##### Given information

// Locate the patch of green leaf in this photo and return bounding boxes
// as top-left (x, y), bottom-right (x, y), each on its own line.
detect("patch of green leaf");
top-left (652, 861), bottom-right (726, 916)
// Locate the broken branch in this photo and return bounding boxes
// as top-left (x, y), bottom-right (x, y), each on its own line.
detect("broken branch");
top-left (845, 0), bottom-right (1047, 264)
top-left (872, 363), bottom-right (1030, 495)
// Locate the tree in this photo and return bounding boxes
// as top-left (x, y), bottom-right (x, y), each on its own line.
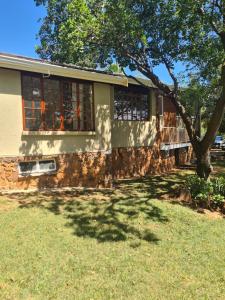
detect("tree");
top-left (35, 0), bottom-right (225, 179)
top-left (180, 78), bottom-right (221, 137)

##########

Problem requirements:
Copy out every line of the material above precisely, omitting the pictures.

Solution:
// Locate the patch of green leaf in this photo and return bounding boxes
// as top-left (x, y), bottom-right (x, y), each on its own line.
detect("patch of green leaf");
top-left (652, 861), bottom-right (726, 916)
// Locate the broken branch in this photo and return bounding boxes
// as top-left (x, y), bottom-right (x, y), each on its own line.
detect("broken branch");
top-left (845, 0), bottom-right (1047, 264)
top-left (872, 363), bottom-right (1030, 495)
// Locate the tree in this photo and return bounding boxes
// as top-left (x, y), bottom-right (x, y), each on its own line.
detect("tree");
top-left (35, 0), bottom-right (225, 179)
top-left (180, 78), bottom-right (221, 137)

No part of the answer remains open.